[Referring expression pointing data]

+ + + +

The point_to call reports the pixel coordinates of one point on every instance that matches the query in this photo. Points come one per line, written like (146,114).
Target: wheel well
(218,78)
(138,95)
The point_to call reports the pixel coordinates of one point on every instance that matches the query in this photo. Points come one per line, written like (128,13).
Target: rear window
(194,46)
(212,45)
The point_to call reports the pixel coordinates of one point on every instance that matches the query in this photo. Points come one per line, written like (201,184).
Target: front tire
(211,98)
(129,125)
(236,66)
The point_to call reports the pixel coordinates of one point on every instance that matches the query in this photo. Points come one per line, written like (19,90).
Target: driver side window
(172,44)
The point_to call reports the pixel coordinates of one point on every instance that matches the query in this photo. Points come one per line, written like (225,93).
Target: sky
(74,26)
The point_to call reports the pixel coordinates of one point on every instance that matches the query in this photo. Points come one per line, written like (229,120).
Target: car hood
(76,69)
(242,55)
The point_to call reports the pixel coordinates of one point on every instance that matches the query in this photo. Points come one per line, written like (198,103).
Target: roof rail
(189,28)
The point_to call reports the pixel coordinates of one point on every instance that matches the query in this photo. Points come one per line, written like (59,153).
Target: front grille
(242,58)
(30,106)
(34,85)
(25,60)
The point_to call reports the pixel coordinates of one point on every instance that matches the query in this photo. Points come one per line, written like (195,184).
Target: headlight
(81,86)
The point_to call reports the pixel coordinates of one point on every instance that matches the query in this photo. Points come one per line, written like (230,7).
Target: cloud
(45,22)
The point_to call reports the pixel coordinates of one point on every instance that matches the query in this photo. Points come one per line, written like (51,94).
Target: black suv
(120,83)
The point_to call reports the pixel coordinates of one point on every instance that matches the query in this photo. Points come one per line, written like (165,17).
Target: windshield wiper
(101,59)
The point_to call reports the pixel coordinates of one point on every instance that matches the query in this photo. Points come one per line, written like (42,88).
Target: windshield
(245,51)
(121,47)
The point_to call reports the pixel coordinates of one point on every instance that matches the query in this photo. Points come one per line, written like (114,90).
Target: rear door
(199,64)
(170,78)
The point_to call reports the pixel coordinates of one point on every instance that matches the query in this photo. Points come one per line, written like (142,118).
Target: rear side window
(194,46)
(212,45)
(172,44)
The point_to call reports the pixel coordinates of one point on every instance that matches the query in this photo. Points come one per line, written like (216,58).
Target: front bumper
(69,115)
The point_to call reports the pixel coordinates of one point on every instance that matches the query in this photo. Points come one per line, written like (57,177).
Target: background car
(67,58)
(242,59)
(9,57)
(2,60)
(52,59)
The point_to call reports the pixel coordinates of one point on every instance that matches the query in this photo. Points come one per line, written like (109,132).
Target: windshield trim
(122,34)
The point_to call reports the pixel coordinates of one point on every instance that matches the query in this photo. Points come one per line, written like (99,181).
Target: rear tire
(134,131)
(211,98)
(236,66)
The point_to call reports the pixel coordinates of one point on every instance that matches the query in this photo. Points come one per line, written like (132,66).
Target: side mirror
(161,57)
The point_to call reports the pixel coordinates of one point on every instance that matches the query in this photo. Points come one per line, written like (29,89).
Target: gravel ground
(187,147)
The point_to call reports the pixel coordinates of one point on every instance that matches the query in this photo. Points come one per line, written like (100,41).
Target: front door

+ + + +

§ **What is expected**: From the records above, extract every entry exactly as given.

§ **Task result**:
The point_to call reports the pixel coordinates of one point on every instance that matches the query in this photo. Points come one per line, written like (146,114).
Target: wheel well
(218,78)
(138,95)
The point_to call reports the pixel coordinates of one point on every instance that matches the query in this photo. Points come one per line, written like (128,13).
Target: rear window
(194,46)
(212,45)
The point_to call reports the pixel coordinates of one point on every instance that matches the query in this photo. Points come one per line, written like (201,184).
Target: front tire
(211,98)
(129,125)
(236,66)
The point_to call reports the pixel coordinates of one point on every instance that matches the query in this photo. Points come one per line, written like (19,90).
Target: driver side window
(172,44)
The point_to call reports the pixel coordinates of one point on every instance that matches the query in this photo. Points come one per line, written like (225,93).
Target: sky
(74,26)
The point_to call reports the pixel coordinates of one point on every instance that matches the query in this photo. Points come one per line, written like (229,120).
Target: car hood
(76,69)
(242,55)
The point_to call reports the pixel coordinates of one point on every instance that matches the query in this photo. Points come one per line, written like (198,103).
Target: roof rail
(189,28)
The point_to call reports the pixel coordinates of one point on every instance that matches the query in this photo. Points come one per line, written like (59,153).
Target: front grille
(242,58)
(30,106)
(34,85)
(25,60)
The point_to call reports the pixel coordinates of one point on every instance that matches the query in this photo. Points come one per line, written like (195,184).
Target: headlight
(81,86)
The point_to call reports the pixel coordinates of one point on every instance that matches the query in this photo. Points come one per line, written like (230,7).
Target: cloud
(45,22)
The point_to call reports the pixel coordinates of one point on every instance that matches the query in this photo. Points come one per line, written like (51,94).
Target: black suv
(120,83)
The point_to call reports the pixel coordinates of one point on every instance that matches the query in this photo. Points come one per line, written like (165,17).
Target: windshield wiper
(101,59)
The point_to call reports the pixel coordinates of one point on every instance that matches the query in this photo. Points come one per line, written like (42,88).
Target: windshield
(245,51)
(121,47)
The point_to call reports the pixel coordinates of one point on every instance that matches the query in this photo. Points come one per line, written like (114,90).
Target: rear door
(199,64)
(170,78)
The point_to call reports the pixel coordinates of one point on every instance that matches the query in this photo. Points come one per line, written like (142,118).
Target: rear side window
(194,46)
(212,45)
(172,44)
The point_to call reports the pixel coordinates of one point on every instance that matches the query in this photo. Points come one per line, written like (216,58).
Target: front bumper
(69,115)
The point_to call reports the pixel coordinates of one point on every instance that matches the query in this photo. Points come one per line, written like (57,177).
Target: background car
(67,58)
(242,59)
(9,57)
(2,60)
(52,59)
The point_to call reports the pixel coordinates of one point on every instance that matches the query in this photo. Points come one per line, written like (109,132).
Target: windshield trim
(122,34)
The point_to call reports the pixel coordinates of one point on every instance that matches the query in this photo. Points come one per line, written like (99,181).
Target: rear tire
(134,131)
(211,98)
(236,66)
The point_to call reports the pixel coordinates of one point on every instance that matches the query in this photo. Points come one per line, written like (132,66).
Target: side mirror
(161,57)
The point_to call reports the pixel coordinates of one point on every instance that matches the query in this photo. Points come one per line, written like (29,89).
Target: gravel ground
(187,147)
The point_to call reports the pixel coordinates of one point on every instance that matches the query in this photo. Points come one per line, written like (100,41).
Target: front door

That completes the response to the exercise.